YOUR GOAL » Skipping all pictures, print exactly the lines below from the one with "Could you mark every instance of the red jacket" through the final line.

GIVEN INFORMATION »
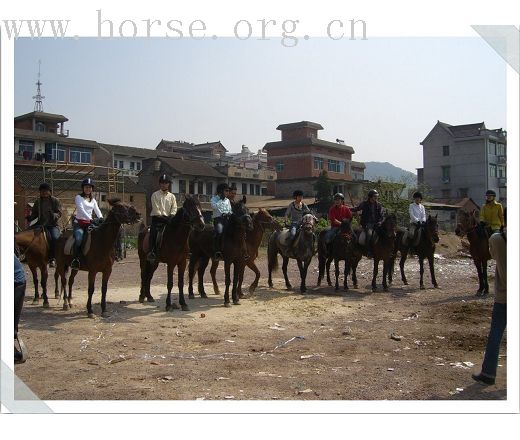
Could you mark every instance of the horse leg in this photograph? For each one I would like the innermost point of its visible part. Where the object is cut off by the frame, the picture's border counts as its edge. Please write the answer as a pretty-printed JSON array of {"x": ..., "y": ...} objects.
[
  {"x": 432, "y": 271},
  {"x": 43, "y": 281},
  {"x": 284, "y": 270},
  {"x": 374, "y": 273},
  {"x": 421, "y": 272},
  {"x": 104, "y": 287},
  {"x": 327, "y": 265},
  {"x": 404, "y": 255},
  {"x": 213, "y": 272},
  {"x": 227, "y": 268},
  {"x": 34, "y": 272},
  {"x": 181, "y": 268},
  {"x": 336, "y": 272},
  {"x": 91, "y": 282}
]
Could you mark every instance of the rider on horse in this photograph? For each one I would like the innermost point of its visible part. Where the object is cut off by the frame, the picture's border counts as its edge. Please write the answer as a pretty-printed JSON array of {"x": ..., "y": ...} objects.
[
  {"x": 47, "y": 211},
  {"x": 491, "y": 215},
  {"x": 417, "y": 217},
  {"x": 85, "y": 205},
  {"x": 164, "y": 207},
  {"x": 337, "y": 213},
  {"x": 371, "y": 216},
  {"x": 221, "y": 212},
  {"x": 295, "y": 212}
]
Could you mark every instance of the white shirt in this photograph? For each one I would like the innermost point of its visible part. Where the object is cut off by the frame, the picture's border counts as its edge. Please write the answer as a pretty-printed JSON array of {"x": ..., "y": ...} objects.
[
  {"x": 417, "y": 213},
  {"x": 84, "y": 208},
  {"x": 164, "y": 203}
]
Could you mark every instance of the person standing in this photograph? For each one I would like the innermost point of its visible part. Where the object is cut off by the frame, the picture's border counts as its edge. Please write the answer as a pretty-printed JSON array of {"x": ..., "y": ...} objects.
[
  {"x": 85, "y": 205},
  {"x": 221, "y": 212},
  {"x": 47, "y": 211},
  {"x": 164, "y": 207},
  {"x": 498, "y": 251}
]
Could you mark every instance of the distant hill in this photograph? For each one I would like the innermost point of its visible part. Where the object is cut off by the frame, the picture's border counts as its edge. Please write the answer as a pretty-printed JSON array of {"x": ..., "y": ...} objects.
[{"x": 387, "y": 171}]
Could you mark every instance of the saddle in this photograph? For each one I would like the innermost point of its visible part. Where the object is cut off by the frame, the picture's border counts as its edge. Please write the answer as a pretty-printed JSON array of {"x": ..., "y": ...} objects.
[{"x": 158, "y": 242}]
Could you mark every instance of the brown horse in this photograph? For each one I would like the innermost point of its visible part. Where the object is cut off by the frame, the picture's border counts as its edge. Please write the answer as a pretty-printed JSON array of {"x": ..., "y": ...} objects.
[
  {"x": 33, "y": 244},
  {"x": 425, "y": 248},
  {"x": 302, "y": 251},
  {"x": 341, "y": 250},
  {"x": 261, "y": 220},
  {"x": 467, "y": 224},
  {"x": 99, "y": 258},
  {"x": 174, "y": 251}
]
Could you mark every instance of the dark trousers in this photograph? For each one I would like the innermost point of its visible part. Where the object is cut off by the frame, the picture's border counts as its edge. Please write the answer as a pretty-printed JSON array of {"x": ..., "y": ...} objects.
[
  {"x": 498, "y": 325},
  {"x": 19, "y": 294}
]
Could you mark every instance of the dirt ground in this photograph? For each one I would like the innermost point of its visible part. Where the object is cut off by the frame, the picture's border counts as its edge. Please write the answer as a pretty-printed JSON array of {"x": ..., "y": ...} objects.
[{"x": 277, "y": 344}]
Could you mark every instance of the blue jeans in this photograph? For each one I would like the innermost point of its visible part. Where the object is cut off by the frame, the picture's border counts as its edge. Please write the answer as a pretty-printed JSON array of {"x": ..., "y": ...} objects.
[{"x": 498, "y": 325}]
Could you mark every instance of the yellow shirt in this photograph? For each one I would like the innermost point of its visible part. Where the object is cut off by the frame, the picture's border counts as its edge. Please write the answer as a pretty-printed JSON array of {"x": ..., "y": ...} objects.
[
  {"x": 163, "y": 204},
  {"x": 492, "y": 214}
]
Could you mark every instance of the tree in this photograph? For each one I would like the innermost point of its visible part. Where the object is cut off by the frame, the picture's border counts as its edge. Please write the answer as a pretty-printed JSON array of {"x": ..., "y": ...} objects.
[{"x": 323, "y": 188}]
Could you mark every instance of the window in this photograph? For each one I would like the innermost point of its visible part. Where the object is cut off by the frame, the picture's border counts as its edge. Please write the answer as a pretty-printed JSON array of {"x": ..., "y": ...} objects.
[
  {"x": 26, "y": 149},
  {"x": 80, "y": 155},
  {"x": 334, "y": 166},
  {"x": 445, "y": 174}
]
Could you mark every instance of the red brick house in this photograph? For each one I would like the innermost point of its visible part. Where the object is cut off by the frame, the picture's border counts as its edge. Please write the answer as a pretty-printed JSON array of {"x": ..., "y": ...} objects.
[{"x": 301, "y": 156}]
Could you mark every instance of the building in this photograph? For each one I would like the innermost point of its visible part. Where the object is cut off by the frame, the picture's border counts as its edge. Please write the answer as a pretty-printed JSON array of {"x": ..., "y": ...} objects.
[
  {"x": 463, "y": 161},
  {"x": 300, "y": 156}
]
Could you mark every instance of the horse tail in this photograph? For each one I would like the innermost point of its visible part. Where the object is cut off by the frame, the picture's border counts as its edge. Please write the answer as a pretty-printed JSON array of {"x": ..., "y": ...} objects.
[{"x": 272, "y": 253}]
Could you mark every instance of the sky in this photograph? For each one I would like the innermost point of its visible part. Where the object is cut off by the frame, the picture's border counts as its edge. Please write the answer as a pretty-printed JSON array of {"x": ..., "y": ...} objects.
[{"x": 382, "y": 96}]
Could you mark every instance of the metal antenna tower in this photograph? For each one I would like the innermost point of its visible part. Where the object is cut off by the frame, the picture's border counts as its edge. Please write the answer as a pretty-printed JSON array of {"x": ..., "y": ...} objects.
[{"x": 38, "y": 105}]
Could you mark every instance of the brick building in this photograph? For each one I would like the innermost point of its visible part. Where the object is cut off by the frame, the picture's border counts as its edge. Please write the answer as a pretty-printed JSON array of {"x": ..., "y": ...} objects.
[{"x": 301, "y": 156}]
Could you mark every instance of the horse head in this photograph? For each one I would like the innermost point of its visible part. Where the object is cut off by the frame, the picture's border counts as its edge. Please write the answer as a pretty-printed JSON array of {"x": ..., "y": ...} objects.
[
  {"x": 241, "y": 214},
  {"x": 192, "y": 212},
  {"x": 432, "y": 228},
  {"x": 123, "y": 212},
  {"x": 263, "y": 218}
]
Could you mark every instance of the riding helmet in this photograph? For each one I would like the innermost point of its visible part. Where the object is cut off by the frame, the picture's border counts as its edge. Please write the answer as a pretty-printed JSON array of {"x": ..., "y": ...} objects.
[
  {"x": 165, "y": 179},
  {"x": 44, "y": 186},
  {"x": 87, "y": 181}
]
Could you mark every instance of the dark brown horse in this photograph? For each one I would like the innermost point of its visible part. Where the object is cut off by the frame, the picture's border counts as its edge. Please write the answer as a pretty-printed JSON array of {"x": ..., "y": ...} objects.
[
  {"x": 174, "y": 251},
  {"x": 99, "y": 258},
  {"x": 302, "y": 251},
  {"x": 425, "y": 248},
  {"x": 467, "y": 224},
  {"x": 261, "y": 221},
  {"x": 341, "y": 250},
  {"x": 33, "y": 245}
]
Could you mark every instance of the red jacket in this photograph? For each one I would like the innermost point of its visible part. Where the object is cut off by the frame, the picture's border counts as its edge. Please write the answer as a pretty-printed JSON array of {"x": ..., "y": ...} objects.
[{"x": 339, "y": 213}]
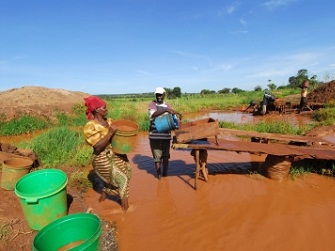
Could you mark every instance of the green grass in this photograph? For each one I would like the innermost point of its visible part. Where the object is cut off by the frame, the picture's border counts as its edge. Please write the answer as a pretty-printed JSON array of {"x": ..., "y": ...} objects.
[
  {"x": 24, "y": 124},
  {"x": 281, "y": 127},
  {"x": 60, "y": 146}
]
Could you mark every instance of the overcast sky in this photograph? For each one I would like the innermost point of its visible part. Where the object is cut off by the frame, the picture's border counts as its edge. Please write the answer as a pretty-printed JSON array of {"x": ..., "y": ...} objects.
[{"x": 134, "y": 46}]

EXERCISE RESPONSE »
Could you mark every instance of the red jacket in this photograph? For each one I would like the innermost point of its visible part. Where the object is cut off by the frame, the picture's border counts as its edge. Please write the answer as a pretty-printed JSON array of {"x": ..., "y": ...} objects.
[{"x": 339, "y": 213}]
Could you mark every instance of the green grass in this photograph? For each one I would like the innermost point of its visible part. Where the object is cut off by the frame, the picture's border counts as its edge. Please write the answer as a pretty-printed JSON array of {"x": ..., "y": ...} objects.
[
  {"x": 24, "y": 124},
  {"x": 281, "y": 127},
  {"x": 60, "y": 146}
]
Could you mark every instance of the overcast sky in this photograph? For each one I would like the innermost point of its visible part. Where the object is cut off by the frame, the picture's border counts as its edge. Please write the answer as a pretty-printed JSON array of {"x": ..., "y": ...} objects.
[{"x": 134, "y": 46}]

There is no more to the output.